■ COMPITO DA SVOLGERE
Riprendi il brano sulla strage nelle Rsa lombarde e proseguilo dopo la sua ultima frase.

■ BRANO CITATO

● ● ●

Partiamo dalle Rsa e da quello che a distanza di un anno possiamo continuare a chiamare strage perpetrata, soprattutto in Lombardia, ai danni di decine di migliaia di ospiti e di operatori che, a causa di una gestione scellerata della lotta al coronavirus, hanno pagato con la vita e con la malattia la criminale noncuranza che ha permesso un contagio diffuso e letale in moltissime realtà.

Grande indignazione che siamo riusciti a suscitare come sindacati e come rappresentanti dei familiari dei ricoverati, ma in pratica quasi nessuna responsabilità riconosciuta e nessun mea culpa o pentimento da parte di chi ha gestito malissimo quelle situazioni, e soprattutto nessuna rimozione dei responsabili. L’unica significativa sostituzione è avvenuta ai vertici della giunta lombarda con la Moratti al posto di Gallera. Ma già dai primi atti compiuti e dichiarazioni fatte possiamo dire tranquillamente: dalla padella alla brace.

● ● ●

■ MATERIALE ESTRATTO
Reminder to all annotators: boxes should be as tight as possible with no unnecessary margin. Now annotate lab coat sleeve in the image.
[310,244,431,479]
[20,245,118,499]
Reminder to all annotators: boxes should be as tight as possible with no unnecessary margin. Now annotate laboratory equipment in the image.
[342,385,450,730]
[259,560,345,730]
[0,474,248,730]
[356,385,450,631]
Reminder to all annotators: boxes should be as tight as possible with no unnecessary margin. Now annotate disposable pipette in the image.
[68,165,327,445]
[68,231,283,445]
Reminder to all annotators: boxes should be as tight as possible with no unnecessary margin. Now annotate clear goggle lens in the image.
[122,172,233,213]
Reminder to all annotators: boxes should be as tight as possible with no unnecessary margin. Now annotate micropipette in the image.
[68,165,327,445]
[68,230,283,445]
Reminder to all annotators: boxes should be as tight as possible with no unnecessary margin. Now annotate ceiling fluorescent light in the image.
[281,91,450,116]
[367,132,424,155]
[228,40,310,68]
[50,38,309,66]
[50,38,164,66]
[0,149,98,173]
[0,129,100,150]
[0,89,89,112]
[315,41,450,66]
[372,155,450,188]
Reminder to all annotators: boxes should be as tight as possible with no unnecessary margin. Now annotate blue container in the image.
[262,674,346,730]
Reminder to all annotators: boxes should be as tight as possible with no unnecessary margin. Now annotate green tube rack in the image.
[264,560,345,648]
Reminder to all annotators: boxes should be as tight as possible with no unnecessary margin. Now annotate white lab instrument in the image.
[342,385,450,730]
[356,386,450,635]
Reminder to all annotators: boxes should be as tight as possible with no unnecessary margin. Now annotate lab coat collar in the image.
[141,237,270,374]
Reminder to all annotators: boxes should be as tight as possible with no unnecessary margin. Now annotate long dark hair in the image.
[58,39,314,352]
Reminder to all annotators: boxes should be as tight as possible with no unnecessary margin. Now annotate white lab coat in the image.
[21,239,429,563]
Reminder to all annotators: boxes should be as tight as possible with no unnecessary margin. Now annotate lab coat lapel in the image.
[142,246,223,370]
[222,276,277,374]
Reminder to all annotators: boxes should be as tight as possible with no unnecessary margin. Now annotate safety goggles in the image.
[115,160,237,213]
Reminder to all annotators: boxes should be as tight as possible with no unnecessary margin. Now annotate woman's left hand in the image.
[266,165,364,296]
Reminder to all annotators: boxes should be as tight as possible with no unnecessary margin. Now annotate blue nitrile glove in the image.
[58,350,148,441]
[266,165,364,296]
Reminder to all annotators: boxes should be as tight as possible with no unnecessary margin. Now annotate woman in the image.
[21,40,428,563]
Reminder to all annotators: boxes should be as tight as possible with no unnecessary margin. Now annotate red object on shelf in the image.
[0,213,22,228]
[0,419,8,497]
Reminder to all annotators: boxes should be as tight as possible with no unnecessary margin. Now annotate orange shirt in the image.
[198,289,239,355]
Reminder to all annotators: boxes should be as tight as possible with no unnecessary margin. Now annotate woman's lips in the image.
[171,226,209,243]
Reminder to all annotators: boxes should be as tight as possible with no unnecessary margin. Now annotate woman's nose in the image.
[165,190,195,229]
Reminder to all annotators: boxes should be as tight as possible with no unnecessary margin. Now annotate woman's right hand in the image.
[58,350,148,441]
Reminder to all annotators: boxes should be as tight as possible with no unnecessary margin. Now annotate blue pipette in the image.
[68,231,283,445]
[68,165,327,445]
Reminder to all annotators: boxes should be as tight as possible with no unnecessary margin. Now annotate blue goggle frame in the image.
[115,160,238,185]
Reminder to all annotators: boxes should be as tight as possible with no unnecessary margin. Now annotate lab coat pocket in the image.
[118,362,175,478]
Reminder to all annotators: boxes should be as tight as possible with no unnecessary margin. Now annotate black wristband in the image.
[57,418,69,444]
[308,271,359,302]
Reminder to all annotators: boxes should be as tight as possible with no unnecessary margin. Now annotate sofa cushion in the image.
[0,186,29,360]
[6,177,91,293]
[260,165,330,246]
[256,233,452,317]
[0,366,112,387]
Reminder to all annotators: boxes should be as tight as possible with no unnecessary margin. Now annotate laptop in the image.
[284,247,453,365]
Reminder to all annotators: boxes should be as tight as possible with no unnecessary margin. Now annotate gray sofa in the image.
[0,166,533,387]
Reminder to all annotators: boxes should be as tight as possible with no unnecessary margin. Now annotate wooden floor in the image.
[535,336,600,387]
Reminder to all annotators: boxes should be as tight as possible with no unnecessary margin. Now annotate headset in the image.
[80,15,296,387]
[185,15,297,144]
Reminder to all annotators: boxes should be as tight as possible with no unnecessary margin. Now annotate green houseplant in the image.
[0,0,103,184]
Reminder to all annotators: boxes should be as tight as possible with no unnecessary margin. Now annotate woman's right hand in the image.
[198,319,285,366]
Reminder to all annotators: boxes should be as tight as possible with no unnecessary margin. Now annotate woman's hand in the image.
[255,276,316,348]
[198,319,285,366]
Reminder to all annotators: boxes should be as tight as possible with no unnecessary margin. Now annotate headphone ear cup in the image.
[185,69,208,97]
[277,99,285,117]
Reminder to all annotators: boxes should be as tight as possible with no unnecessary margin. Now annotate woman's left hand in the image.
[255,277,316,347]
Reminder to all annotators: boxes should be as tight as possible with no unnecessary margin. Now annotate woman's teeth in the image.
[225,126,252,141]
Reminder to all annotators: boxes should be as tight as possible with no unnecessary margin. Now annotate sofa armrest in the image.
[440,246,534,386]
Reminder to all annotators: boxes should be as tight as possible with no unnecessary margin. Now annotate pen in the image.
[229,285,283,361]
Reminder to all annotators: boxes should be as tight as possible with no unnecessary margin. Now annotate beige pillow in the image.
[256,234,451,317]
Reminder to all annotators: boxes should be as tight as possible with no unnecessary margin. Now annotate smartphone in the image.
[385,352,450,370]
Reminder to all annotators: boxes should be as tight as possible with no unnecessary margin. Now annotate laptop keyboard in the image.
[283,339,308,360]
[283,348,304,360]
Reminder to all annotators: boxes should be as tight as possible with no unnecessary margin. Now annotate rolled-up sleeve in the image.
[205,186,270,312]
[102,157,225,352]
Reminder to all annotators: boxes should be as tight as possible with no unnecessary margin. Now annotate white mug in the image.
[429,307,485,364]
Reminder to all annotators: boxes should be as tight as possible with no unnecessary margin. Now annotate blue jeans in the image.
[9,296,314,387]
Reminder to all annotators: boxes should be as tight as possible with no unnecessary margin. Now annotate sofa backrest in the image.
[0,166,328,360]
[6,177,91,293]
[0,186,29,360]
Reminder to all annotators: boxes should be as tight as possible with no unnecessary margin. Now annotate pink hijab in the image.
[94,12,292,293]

● ● ●

■ RISPOSTA
Passiamo alla promessa mai mantenuta di una legge sulla non autosufficienza. Sembravamo più vicini a una possibile legge con l’ultimo governo Conte, che aveva aperto un tavolo di confronto. Ora con Draghi ci auguriamo di riprendere quel confronto, ma certezze zero. Intanto milioni di non autosufficienti, anziani e non, continuano ad attendere norme sacrosante che migliorino drasticamente le loro condizioni, e sollevino materialmente ed economicamente la vita dei loro familiari.

Ora la ciliegina, che ha riguardato in maniera più specifica e particolare la Lombardia ma anche altre regioni, e cioè la pessima gestione con cui è stata affrontata la vaccinazione degli over 80. Prima un sistema di prenotazioni complesso e fallace che ha messo in difficoltà e in ambasce centinaia di migliaia di anziani, che si sono visti prima convocare anche a distanze ragguardevoli rispetto all’abitazione, poi disdettati con semplici sms, poi lasciati nell’incertezza su cosa fare. Il tutto comunque con tempi dilatati di somministrazione, e in aperto contrasto con la priorità assoluta che invece dovrebbe rappresentare il vaccinare chi ha più di 80 anni.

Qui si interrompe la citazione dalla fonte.